··· Exercise inputs

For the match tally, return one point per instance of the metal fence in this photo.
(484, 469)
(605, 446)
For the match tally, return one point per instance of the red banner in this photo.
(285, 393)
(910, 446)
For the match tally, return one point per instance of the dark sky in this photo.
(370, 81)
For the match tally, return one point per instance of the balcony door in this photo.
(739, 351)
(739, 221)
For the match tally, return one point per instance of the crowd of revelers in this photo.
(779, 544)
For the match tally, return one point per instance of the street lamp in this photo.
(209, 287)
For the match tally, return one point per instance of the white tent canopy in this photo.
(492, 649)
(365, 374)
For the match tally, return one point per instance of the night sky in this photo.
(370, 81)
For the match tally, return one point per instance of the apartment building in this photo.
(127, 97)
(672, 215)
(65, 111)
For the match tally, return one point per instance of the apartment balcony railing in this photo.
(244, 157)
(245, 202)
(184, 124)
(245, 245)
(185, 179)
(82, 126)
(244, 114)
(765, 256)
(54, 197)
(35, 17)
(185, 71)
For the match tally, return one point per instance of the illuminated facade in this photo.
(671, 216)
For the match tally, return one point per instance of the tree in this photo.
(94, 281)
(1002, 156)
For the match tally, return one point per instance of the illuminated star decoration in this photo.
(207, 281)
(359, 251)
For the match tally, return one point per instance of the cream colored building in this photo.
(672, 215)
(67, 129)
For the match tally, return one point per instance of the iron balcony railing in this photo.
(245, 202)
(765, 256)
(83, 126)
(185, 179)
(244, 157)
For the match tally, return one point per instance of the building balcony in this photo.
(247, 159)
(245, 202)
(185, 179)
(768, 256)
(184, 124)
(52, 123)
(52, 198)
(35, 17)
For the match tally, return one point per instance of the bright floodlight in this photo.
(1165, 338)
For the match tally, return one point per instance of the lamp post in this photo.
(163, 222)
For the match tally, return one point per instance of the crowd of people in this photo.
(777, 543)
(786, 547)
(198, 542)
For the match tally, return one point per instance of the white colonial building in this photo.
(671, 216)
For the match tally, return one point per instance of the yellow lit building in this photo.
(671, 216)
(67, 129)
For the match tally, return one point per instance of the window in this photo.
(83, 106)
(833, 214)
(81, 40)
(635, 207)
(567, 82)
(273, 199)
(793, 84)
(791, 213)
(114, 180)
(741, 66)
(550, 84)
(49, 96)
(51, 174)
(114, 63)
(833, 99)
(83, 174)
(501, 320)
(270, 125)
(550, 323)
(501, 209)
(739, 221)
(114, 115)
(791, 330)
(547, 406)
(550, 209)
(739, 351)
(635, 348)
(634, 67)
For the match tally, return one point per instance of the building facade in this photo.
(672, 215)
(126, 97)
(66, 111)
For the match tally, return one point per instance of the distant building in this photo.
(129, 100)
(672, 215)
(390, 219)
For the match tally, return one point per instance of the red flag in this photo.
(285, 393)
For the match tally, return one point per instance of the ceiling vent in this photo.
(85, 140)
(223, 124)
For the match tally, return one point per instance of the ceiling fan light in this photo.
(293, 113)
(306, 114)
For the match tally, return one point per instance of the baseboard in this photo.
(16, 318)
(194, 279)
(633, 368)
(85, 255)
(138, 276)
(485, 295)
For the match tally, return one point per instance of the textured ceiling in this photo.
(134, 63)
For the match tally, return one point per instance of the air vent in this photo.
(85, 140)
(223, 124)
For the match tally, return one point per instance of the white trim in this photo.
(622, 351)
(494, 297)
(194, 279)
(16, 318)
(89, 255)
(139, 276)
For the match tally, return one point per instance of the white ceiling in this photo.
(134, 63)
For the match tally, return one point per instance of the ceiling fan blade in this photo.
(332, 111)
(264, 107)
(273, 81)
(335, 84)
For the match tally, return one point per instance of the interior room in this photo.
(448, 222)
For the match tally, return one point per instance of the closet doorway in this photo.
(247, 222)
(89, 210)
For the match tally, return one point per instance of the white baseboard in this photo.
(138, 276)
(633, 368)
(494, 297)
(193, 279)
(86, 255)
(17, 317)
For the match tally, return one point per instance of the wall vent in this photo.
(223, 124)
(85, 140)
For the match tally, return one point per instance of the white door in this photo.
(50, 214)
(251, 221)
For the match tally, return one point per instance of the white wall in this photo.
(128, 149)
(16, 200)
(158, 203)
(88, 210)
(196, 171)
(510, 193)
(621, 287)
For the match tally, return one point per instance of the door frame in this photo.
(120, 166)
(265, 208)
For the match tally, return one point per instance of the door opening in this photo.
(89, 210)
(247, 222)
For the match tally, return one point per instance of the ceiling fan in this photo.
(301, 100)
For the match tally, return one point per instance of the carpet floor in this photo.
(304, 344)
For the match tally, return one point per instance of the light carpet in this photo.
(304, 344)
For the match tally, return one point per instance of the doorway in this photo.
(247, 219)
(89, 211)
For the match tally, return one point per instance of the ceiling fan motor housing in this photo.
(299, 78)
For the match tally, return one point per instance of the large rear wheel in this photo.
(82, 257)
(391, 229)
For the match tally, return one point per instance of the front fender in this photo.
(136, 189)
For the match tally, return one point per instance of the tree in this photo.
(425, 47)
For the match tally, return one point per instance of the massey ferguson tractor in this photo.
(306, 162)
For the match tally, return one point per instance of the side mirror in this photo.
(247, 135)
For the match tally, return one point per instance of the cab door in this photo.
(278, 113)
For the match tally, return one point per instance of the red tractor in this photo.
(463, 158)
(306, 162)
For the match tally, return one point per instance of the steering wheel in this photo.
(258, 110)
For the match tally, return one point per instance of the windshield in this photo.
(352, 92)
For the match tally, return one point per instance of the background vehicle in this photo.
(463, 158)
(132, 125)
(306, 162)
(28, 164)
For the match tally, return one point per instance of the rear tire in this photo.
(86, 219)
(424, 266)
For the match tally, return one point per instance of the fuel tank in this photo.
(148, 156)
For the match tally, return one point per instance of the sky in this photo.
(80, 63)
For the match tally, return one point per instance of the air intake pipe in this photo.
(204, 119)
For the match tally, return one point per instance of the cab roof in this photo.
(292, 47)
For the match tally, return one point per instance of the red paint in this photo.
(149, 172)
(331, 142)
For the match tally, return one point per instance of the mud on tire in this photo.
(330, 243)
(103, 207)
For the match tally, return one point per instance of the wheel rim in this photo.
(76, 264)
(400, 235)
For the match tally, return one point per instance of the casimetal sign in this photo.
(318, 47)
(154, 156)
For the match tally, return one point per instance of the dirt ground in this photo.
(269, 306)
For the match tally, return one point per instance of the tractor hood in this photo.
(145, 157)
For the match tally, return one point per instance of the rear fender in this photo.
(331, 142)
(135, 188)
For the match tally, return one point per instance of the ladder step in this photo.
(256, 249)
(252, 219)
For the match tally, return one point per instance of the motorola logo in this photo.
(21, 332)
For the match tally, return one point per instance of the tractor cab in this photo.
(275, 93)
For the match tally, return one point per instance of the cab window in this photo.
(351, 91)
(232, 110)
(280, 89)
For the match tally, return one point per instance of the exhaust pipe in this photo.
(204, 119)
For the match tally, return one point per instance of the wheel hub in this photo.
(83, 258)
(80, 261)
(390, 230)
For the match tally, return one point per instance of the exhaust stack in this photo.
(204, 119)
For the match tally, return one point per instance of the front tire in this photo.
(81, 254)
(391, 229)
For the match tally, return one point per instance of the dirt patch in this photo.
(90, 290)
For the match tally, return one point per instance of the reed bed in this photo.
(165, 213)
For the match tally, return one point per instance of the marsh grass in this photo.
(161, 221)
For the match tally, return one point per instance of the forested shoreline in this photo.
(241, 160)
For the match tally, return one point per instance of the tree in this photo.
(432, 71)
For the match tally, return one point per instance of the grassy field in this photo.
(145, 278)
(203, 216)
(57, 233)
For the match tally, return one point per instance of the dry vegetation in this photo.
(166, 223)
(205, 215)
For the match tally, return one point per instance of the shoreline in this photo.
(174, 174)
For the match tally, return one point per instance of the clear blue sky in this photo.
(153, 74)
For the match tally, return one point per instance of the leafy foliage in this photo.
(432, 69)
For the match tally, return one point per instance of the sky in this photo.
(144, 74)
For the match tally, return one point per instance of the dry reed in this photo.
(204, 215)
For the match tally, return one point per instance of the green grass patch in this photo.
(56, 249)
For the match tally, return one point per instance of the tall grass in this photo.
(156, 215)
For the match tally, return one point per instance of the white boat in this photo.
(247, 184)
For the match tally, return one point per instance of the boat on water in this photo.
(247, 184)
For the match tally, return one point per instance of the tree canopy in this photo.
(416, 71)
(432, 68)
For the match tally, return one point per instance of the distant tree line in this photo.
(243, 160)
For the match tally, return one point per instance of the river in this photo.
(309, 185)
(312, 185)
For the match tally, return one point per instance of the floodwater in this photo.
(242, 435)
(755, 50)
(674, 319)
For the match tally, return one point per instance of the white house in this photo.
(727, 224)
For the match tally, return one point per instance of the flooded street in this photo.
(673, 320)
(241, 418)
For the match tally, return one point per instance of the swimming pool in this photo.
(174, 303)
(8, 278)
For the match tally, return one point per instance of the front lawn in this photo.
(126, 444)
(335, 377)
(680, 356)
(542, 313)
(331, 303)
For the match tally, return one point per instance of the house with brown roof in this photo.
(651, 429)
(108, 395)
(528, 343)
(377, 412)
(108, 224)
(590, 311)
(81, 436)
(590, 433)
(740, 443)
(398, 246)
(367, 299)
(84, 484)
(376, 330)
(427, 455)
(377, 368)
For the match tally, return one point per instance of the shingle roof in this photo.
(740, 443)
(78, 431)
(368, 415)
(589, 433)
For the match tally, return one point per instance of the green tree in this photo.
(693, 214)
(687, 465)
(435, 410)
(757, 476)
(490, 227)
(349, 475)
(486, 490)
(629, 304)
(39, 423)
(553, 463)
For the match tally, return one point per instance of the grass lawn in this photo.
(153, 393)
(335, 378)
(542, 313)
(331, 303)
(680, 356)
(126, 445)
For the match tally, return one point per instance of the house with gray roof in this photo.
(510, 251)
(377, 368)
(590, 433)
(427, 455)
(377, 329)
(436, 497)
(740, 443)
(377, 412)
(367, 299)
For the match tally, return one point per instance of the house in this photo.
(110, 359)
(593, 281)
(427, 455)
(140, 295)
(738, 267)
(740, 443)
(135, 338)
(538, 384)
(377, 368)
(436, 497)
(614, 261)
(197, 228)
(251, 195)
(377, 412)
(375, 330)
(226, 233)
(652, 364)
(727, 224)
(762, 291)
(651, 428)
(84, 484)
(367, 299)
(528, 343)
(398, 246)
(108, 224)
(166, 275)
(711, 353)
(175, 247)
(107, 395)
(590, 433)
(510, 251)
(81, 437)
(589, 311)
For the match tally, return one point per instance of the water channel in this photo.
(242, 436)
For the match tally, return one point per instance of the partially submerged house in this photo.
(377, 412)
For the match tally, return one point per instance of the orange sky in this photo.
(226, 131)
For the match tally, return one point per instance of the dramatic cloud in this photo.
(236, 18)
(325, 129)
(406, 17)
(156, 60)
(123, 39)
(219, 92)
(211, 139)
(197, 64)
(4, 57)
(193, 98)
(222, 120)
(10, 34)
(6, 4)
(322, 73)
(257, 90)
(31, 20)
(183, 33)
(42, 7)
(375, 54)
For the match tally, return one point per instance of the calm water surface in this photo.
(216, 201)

······

The problem
Copy only the stretch running from the line containing "submerged house in this photo." to the final line of the entries, both ends included, exactly as it stands.

Task result
For the match tally, return one point per instance of the partially submerged house in this photo.
(377, 412)
For the match tally, return one point per instance of the orange sky in this photo.
(226, 131)
For the match tally, return one point per instance of the dramatic cloud in this photo.
(236, 18)
(325, 129)
(406, 17)
(156, 60)
(123, 39)
(219, 92)
(211, 139)
(197, 64)
(4, 57)
(193, 98)
(222, 120)
(10, 34)
(6, 4)
(322, 73)
(257, 90)
(31, 20)
(183, 33)
(42, 7)
(375, 54)
For the match tally, return one point per instance of the calm water surface in this photo.
(216, 201)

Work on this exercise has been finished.